▸ STORED DATA
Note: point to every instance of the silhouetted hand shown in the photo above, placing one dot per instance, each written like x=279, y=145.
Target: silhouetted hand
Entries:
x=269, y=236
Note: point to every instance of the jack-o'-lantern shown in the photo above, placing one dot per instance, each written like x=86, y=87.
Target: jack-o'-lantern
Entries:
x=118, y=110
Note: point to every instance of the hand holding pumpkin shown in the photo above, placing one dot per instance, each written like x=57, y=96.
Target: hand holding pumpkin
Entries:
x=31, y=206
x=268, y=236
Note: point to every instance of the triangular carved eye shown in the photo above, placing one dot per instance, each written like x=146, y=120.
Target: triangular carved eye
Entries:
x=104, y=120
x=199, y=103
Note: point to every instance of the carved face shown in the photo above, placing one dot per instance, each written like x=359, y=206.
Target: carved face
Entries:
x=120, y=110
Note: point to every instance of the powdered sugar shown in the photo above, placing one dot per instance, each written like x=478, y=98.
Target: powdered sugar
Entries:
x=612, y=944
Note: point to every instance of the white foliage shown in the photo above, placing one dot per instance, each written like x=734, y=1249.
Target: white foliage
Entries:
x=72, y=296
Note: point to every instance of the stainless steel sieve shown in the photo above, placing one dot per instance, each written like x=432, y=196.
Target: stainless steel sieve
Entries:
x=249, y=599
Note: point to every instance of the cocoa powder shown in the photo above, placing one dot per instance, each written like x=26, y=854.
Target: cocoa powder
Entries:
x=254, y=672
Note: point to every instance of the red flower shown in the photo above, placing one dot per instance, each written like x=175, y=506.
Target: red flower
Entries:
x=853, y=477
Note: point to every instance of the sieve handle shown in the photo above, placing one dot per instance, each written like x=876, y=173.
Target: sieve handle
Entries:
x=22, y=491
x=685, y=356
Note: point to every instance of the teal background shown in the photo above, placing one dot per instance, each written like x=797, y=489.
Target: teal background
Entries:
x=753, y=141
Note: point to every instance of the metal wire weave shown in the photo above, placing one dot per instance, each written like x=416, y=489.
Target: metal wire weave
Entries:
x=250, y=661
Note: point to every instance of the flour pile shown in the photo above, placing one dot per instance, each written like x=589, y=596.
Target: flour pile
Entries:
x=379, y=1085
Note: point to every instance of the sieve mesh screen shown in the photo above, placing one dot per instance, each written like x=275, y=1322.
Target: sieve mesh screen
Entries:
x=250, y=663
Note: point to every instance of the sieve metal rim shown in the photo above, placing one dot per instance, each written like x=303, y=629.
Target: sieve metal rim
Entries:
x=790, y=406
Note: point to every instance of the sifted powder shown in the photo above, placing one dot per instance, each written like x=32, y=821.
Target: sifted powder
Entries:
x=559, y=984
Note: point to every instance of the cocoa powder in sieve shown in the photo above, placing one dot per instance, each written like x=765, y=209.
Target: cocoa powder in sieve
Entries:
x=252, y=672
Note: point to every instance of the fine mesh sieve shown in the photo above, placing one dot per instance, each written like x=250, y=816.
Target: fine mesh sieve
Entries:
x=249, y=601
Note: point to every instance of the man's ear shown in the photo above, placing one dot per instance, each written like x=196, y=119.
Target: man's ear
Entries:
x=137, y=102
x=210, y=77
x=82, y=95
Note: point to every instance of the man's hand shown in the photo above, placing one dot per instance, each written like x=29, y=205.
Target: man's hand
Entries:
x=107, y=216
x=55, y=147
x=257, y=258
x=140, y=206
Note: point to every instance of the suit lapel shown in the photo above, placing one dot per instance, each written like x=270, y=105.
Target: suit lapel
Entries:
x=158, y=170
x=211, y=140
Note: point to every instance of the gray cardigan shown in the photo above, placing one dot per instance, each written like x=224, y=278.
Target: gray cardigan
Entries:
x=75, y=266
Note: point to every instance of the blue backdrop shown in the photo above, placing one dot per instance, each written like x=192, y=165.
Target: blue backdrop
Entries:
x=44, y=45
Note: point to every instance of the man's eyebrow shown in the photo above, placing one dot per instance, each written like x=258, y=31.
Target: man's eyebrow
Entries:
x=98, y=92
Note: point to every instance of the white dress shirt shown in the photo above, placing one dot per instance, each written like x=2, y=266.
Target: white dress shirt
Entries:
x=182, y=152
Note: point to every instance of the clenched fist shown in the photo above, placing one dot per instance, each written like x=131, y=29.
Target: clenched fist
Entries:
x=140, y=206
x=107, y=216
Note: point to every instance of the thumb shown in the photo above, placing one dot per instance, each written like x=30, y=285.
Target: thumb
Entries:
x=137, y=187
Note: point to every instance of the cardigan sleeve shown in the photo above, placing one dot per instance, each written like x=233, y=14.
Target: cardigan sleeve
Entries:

▸ WORK INSTRUCTION
Repeat all of the entries exactly.

▸ THE COMPLETED TASK
Note: point to every instance of the silhouetted hand shown in the photo above, placing one dot per instance, each written like x=279, y=145.
Target: silhouetted hand
Entries:
x=269, y=236
Note: point to every instance of the jack-o'-lantern shown in the photo above, placing one dot per instance, each written like x=86, y=87.
Target: jack-o'-lantern
Entries:
x=118, y=110
Note: point to every instance of the hand holding pumpkin shown in the photo above, placing one dot per instance, each written like x=57, y=96.
Target: hand holding pumpkin
Entries:
x=31, y=206
x=268, y=236
Note: point to every instance of the triangular carved eye shown in the photo above, placing one dot per instance, each written like x=146, y=120.
Target: triangular carved eye
Entries:
x=104, y=120
x=199, y=103
Note: point to every instance of the carved face shown in the photo above, placing one dot per instance, each written like x=359, y=206.
Target: carved face
Entries:
x=120, y=110
Note: point to every instance of the powdered sugar shown in the photo above, placing one dot per instance, each written like x=478, y=98.
Target: powdered sugar
Entries:
x=612, y=944
Note: point to every instance of the white foliage shown in the photo above, placing one dot per instance, each written like x=734, y=1249.
Target: white foliage
Entries:
x=72, y=296
Note: point to every instance of the stainless steel sieve shown in the photo above, placing one dot per instance, each written like x=432, y=196.
Target: stainless steel sieve
Entries:
x=249, y=599
Note: point to every instance of the cocoa powder shown in the photo above, placing one dot per instance, each written like x=26, y=854.
Target: cocoa powder
Entries:
x=254, y=672
Note: point to every instance of the red flower shown in the photo above, placing one dot per instance, each written like x=175, y=506.
Target: red flower
Entries:
x=853, y=477
Note: point to every instance of the sieve handle shown in the photo above, placing one dot per instance, each written like x=876, y=173.
Target: sieve handle
Entries:
x=22, y=491
x=685, y=356
Note: point to every instance of the teal background shown in the photo above, placing one dot per instance, each written like x=797, y=489.
Target: teal background
Entries:
x=753, y=141
Note: point to every instance of the metal wire weave shown in the photo above, placing one dot per instance, each written like x=416, y=489.
Target: metal wire weave
Entries:
x=250, y=661
Note: point to every instance of the flour pile shown in the photo above, placing one dot per instance, each written like x=589, y=596.
Target: flour pile
Entries:
x=379, y=1085
Note: point to every instance of the sieve mesh screen shown in the photo above, placing one dot per instance, each written like x=275, y=1322.
Target: sieve mesh screen
Entries:
x=250, y=663
Note: point to every instance of the sieve metal rim shown in the photo above, placing one dot per instance, each written like x=303, y=629.
Target: sieve metal rim
Entries:
x=790, y=406
Note: point to every instance of the sifted powder shown in the photo above, placing one dot per instance, each written like x=32, y=821.
Target: sifted powder
Entries:
x=559, y=984
Note: point to every instance of the cocoa powder in sieve shown in the photo above, placing one dot per instance, each written like x=765, y=209.
Target: cocoa powder in sieve
Entries:
x=252, y=672
Note: point to every instance of the fine mesh sieve shown in the photo above, placing one dot per instance, each written like x=250, y=816.
Target: fine mesh sieve
Entries:
x=249, y=601
Note: point to every instance of the man's ear shown in the photo above, placing one dot per instance, each written like x=196, y=119.
Target: man's ear
Entries:
x=137, y=102
x=210, y=77
x=82, y=95
Note: point to every instance of the man's hand shown in the photo above, placing one dot per instance, each written like x=29, y=205.
Target: man's hand
Entries:
x=107, y=216
x=55, y=147
x=257, y=258
x=140, y=206
Note: point to every instance of the suit lapel shown in the photo above, placing one dot per instance, each written like x=270, y=105.
Target: suit lapel
Entries:
x=158, y=170
x=211, y=140
Note: point to every instance of the gray cardigan shown in the photo above, placing one dot per instance, each written like x=224, y=278.
Target: gray cardigan
Entries:
x=75, y=266
Note: point to every instance of the blue backdrop shown in the photo above, placing one dot per instance, each written like x=192, y=165.
Target: blue backdrop
Entries:
x=44, y=45
Note: point to every instance of the man's eyebrow shown in the photo above, placing one dot per instance, each written like x=258, y=31.
Target: man's eyebrow
Entries:
x=98, y=92
Note: point to every instance of the white dress shirt shown in the photo above, placing one dot per instance, each written like x=2, y=266.
Target: white dress shirt
Entries:
x=182, y=152
Note: point to every instance of the clenched fist shown in the photo above, placing one dot per instance, each written like x=131, y=29.
Target: clenched fist
Entries:
x=140, y=206
x=107, y=216
Note: point to every instance of the thumb shown in the photo above, placing one dot per instance, each written like x=30, y=285.
Target: thumb
Entries:
x=137, y=187
Note: point to every instance of the cardigan sleeve shown in the photo above, placing one dot per instance, each written like x=233, y=14.
Target: cardigan sleeve
Entries:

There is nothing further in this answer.